··· Reading text

Renowned photographer and graphic designer Glen Wexler designed the album covers and packaging for eleven Liquid Mind albums.

=== Selected work with other recording artists ===
- Missing Persons (band), Spring Session M (1982 album) - Certified gold by the Recording Industry Association of America (RIAA)
- Missing Persons (band), Rhyme & Reason (1984 album)
- Paula Abdul, drums and programming on the song State Of Attraction from the Forever Your Girl album (1988)
- The Pointer Sisters, drum machine, programming and synthesizer on the song Say The Word from the Hot Together album, co-written with Glen Ballard and Marti Sharron. (1986)
- Philip Bailey (album) of Earth, Wind & Fire, co-writer with Roxanne Seeman of the song Yours on Bailey's solo album (1994)
- Michael Jackson, HIStory: Past, Present and Future, Book I, drums, keyboards, percussion, programming, sound design, sound effects, soundscapes, synthesizer and synthesizer programming (1995)
- Beautiful Music Machine, songwriting, programming, keyboards and arranging on the Soundtrack of the Inner World album with Seven Whitfield (2016)

=== Selected music for film ===

In addition to credits listed above, Chuck Wild has contributed music to many films in major distribution.

- The Karate Kid Part III, Columbia Pictures (1989)

High Wire (song)
Written by Jeff Silbar and Chuck Wild
Performed by Glenn Medeiros

- Breaking the Rules (film), Miramax Films, starring Jason Bateman (1992)

Co-writer on four songs composed for the film:

Gravity
Music and Lyrics by Frank Fitzpatrick, Chuck Wild and Sue Sheridan
Performed by Hidden Faces
Produced by Frank Fitzpatrick and David Kitay

I Can't Get You Out Of My Mind
Music and Lyrics by Frank Fitzpatrick and Chuck Wild
Performed by Hidden Faces
Produced by Frank Fitzpatrick and David Kitay

Can't Stop Thinking Of You
Music and Lyrics by Frank Fitzpatrick, Chuck Wild and Sue Sheridan
Performed by Hidden Faces
Produced by Frank Fitzpatrick and David Kitay

Hurt So Bad (To Love)
Music and Lyrics by Frank Fitzpatrick and Chuck Wild
Performed by Hidden Faces
Produced by Frank Fitzpatrick

- Away We Go, Focus Features (2009)

Teach Me To Whisper from Liquid Mind VI: Spirit
Written by Chuck Wild
Performed by Liquid Mind

=== Conflict resolution album ===

Wild's twelfth Liquid Mind studio album, Liquid Mind XII: Peace, was released on January 19, 2018. It is unique to the series in that it is the only Liquid Mind album composed by Wild with a specific theme. Titles of the eight tracks on the album represent steps in the process of conflict resolution.

······
··· Source material

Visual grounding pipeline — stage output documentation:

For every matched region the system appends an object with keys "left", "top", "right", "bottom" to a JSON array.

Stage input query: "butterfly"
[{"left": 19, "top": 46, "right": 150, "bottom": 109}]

······

• _Exercise requirements_: Copy the passage of the credits text that opens with the words containing "- Philip Bailey" and closes with "Seven Whitfield (2016)", substituting "piano" for "keyboards" wherever it appears. The listing is separate material and has no connection to the credits text.

• _Expected answer_:
- Philip Bailey (album) of Earth, Wind & Fire, co-writer with Roxanne Seeman of the song Yours on Bailey's solo album (1994)
- Michael Jackson, HIStory: Past, Present and Future, Book I, drums, piano, percussion, programming, sound design, sound effects, soundscapes, synthesizer and synthesizer programming (1995)
- Beautiful Music Machine, songwriting, programming, piano and arranging on the Soundtrack of the Inner World album with Seven Whitfield (2016)